* ОТРЫВОК СТРАНИЦЫ:
----

Ребенок с невысказанным смыслом

Ребенок с невысказанным смыслом

Воображаемое как граница между биологией и языком

Некоторые отставания в овладении языком или затруднения при изучении логических и грамматических категории могут иметь трудные для идентификации психологические причины. Еще труднее рассматривать их соматический уровень. Однако эти повреждения в структуре мозгового центра, даже когда они минимальные, затрудняют доступ к символическому, но дают ребенку возможность обширного и интенсивного использования воображаемого.

Я называю символическим речевые упражнения, основанные на логических и грамматических правилах диалога. Я называю воображаемым представление идентификационных стратегий, интроекцию и проекцию, мобилизующие телесное изображение меня и другого и использующие в качестве первостепенных процессы смещения (сдвига) и конденсации (сжатия).

Конечно, воображаемое является зависимым от стадии зеркала. Оно конституирует подлинный образ субъекта в период его формирования. Для этого оно мобилизует представления, предлагаемые ребенку в игре, всю гамму идентификаций: нарциссическую идентификацию, сопровождающуюся превосходством над материнским образом или редупликацией с ним, первичную идентификацию с отцом, благоприятным для «личной предыстории»1, вторичную идентификацию через эдипов комплекс и, как его вариант, истерическую идентификацию с фаллической ролью и т. д. Воображаемое — это калейдоскоп моих образов, исходя из которых формируется субъект высказывания. Но мы не должны забывать, что воображаемое простирает свое влияние вплоть до психических модальностей, предшествовавших зеркальной идентификации, то есть вплоть до психических репрезентантов эмоций, подчиненных изменчивым правилам отклонения и ассимиляции, сжатия и сдвига. Можно высказать гипотезу о том, что этот воображаемый уровень семиотического смысла, в противоположность лингвистическому значению, ближе к специфическим репрезентантам влечении нижних слоев мозга. Таким образом, он может служить связующим звеном между этими слоями и корой головного мозга, которая управляет лингвистической реализацией, конституируя также дополнительные церебральные контуры, способные устранять возможные биопсихологические недостатки. Вот почему у ребенка, который не имеет активного опыта символической коммуникации, и понимание которого пассивно и пунктуально, поскольку то, что он запоминает, является малодостоверным, воображаемое — это способ подхода если не к лингвистическому значению, то, по крайней мере, к более архаичным эмоциональным представлениям. Что касается их драматургии, которая не перестает существовать, продолжает мучить его или доставляет наслаждение.

----

* ИСХОДНЫЕ ДАННЫЕ:
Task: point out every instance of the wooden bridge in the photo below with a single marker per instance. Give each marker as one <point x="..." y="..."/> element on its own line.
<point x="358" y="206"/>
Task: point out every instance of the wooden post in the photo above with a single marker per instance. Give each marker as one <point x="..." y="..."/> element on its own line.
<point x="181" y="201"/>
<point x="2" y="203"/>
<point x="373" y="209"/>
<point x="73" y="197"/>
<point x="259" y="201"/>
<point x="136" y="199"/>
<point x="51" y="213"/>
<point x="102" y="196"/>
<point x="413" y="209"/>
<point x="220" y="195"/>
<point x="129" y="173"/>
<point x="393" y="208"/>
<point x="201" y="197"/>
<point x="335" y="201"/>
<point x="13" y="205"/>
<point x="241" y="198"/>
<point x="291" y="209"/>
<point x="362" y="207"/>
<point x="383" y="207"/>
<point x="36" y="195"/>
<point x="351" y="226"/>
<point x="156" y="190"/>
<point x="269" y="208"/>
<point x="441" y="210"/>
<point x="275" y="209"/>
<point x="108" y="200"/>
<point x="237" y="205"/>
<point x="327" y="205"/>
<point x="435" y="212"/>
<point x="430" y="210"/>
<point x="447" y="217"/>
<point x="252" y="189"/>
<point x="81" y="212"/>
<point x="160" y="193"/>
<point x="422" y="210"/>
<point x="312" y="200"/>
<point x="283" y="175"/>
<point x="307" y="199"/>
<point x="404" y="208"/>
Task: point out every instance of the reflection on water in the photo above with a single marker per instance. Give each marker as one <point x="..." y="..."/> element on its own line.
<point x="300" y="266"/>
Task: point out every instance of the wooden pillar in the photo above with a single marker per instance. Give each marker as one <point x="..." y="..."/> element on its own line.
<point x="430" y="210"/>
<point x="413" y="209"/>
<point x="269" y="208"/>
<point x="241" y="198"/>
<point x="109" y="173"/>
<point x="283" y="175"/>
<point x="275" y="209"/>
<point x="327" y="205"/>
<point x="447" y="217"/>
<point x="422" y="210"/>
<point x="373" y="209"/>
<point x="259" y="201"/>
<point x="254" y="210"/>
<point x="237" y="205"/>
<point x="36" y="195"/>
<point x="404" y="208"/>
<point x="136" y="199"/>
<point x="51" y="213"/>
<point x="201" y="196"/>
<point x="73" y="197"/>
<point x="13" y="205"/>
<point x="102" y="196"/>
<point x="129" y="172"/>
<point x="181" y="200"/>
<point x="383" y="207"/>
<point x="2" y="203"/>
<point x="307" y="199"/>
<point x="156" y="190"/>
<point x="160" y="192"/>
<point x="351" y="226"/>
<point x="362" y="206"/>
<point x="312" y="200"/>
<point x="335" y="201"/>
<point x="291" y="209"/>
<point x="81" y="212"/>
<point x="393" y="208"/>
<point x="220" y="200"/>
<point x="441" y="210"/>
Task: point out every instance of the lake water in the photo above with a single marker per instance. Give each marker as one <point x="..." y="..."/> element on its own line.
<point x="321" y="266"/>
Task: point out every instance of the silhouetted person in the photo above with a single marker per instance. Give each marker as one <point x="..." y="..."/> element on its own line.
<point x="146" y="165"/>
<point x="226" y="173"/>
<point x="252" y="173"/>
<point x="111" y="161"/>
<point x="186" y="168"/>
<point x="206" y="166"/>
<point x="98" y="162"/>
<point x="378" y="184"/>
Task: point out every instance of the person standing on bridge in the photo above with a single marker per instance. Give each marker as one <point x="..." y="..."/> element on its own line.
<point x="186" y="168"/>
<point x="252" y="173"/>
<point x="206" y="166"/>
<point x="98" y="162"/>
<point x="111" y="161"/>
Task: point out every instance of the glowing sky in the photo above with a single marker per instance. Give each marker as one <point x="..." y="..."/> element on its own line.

----

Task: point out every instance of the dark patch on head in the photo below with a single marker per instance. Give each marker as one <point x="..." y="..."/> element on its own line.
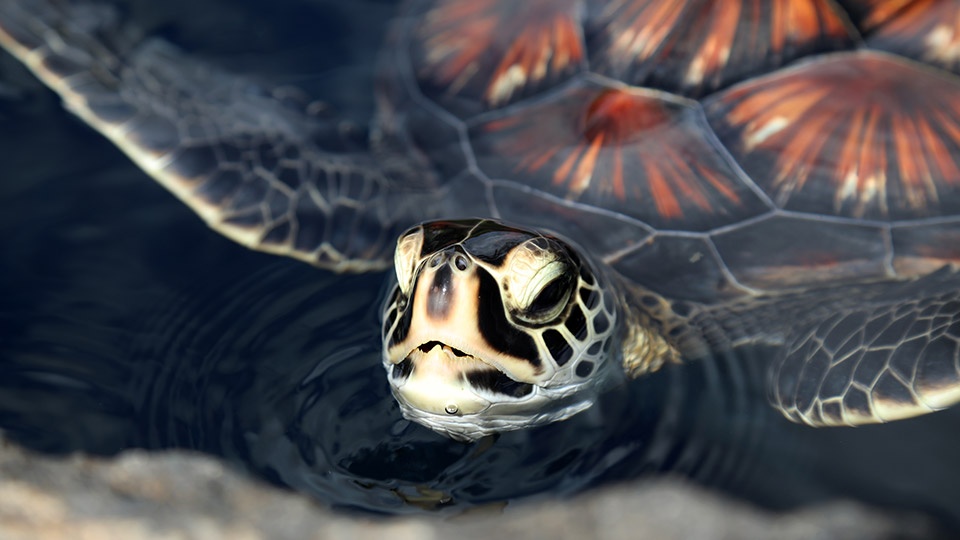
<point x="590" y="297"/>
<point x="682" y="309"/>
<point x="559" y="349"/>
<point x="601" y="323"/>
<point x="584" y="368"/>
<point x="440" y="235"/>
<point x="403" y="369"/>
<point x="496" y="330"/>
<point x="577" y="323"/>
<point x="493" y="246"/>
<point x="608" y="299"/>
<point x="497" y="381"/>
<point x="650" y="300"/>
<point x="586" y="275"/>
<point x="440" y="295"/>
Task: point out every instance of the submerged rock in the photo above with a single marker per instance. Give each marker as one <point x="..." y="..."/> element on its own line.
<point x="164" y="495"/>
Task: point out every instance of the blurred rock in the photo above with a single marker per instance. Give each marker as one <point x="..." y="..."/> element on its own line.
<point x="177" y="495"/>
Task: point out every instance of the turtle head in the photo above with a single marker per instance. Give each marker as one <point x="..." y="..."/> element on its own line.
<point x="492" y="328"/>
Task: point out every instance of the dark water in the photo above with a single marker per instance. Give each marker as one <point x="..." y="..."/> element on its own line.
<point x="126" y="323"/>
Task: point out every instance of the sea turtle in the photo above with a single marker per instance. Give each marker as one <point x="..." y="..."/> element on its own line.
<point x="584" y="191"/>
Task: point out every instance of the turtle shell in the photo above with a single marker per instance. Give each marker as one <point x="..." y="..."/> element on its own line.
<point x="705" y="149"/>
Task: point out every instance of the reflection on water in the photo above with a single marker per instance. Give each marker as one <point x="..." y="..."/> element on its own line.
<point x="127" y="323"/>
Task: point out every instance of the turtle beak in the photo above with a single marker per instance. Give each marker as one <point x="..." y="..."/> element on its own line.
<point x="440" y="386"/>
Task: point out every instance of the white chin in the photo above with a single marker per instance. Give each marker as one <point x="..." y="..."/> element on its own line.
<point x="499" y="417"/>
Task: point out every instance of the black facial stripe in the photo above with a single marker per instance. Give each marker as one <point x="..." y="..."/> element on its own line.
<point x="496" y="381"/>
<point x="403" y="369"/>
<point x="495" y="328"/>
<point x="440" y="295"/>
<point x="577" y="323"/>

----

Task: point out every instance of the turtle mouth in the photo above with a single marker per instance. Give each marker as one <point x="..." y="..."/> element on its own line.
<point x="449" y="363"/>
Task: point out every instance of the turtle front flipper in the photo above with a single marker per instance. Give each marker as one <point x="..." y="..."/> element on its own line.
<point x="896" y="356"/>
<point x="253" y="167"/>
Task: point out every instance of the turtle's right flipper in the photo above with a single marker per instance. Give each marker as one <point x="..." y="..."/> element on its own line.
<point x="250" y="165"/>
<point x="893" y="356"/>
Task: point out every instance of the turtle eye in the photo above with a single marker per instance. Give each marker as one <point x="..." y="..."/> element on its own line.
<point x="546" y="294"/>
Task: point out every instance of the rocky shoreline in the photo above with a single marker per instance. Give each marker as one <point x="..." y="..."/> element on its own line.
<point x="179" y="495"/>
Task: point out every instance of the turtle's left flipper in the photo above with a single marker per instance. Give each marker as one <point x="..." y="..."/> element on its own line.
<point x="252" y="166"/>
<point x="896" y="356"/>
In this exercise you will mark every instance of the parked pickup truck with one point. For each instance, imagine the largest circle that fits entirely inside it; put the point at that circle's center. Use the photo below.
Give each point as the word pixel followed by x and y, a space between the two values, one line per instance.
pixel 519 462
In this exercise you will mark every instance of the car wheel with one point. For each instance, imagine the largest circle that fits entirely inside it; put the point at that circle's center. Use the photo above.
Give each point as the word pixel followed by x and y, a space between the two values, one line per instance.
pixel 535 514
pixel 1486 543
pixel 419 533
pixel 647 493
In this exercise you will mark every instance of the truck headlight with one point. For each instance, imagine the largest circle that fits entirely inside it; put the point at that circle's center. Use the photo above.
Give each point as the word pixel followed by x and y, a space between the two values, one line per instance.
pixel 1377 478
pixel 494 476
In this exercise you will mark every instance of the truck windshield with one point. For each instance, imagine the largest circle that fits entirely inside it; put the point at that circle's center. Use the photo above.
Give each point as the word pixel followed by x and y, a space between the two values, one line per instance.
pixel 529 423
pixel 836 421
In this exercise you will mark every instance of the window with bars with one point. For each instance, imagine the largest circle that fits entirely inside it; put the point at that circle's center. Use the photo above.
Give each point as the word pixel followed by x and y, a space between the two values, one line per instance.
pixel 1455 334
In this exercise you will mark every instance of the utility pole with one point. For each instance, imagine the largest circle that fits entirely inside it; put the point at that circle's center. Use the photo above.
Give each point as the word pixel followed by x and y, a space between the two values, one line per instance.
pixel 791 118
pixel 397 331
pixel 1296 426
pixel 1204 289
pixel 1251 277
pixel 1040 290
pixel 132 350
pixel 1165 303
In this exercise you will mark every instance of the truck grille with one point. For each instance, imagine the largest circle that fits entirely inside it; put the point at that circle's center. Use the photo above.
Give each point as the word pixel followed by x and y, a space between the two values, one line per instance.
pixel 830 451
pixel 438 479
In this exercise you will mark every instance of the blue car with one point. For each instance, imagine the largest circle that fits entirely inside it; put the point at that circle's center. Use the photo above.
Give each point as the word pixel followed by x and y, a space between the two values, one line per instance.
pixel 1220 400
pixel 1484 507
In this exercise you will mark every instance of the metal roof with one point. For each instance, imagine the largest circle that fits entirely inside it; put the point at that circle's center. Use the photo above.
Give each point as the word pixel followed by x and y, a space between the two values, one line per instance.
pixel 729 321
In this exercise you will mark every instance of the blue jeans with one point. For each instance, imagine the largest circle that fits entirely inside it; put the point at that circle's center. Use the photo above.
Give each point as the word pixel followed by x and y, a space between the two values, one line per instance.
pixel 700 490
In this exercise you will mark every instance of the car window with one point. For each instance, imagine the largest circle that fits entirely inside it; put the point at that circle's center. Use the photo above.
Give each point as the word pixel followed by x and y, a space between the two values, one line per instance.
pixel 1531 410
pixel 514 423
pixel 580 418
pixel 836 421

----

* ЗАДАНИЕ 1: Перепишите из отрывка страницы часть, которая начинается со слов «Воображаемое как граница» и кончается словами «интенсивного использования воображаемого.», поставив «телесный» вместо «соматический».
* ЗАДАНИЕ 2: Проверьте по отрывку страницы три утверждения и для каждого ответьте «да» или «нет», приведя точные слова отрывка, на которых держится ответ. (а) Символическим автор называет речевые упражнения, основанные на логических и грамматических правилах диалога. (б) Воображаемое не зависит от стадии зеркала. (в) Повреждения в структуре мозгового центра облегчают ребенку доступ к символическому.
Записи здесь ни при чем.

* ОТВЕТ 1:
Воображаемое как граница между биологией и языком

Некоторые отставания в овладении языком или затруднения при изучении логических и грамматических категории могут иметь трудные для идентификации психологические причины. Еще труднее рассматривать их телесный уровень. Однако эти повреждения в структуре мозгового центра, даже когда они минимальные, затрудняют доступ к символическому, но дают ребенку возможность обширного и интенсивного использования воображаемого.

* ОТВЕТ 2:
(а) Да: «Я называю символическим речевые упражнения, основанные на логических и грамматических правилах диалога».
(б) Нет: «Конечно, воображаемое является зависимым от стадии зеркала».
(в) Нет: «эти повреждения в структуре мозгового центра, даже когда они минимальные, затрудняют доступ к символическому».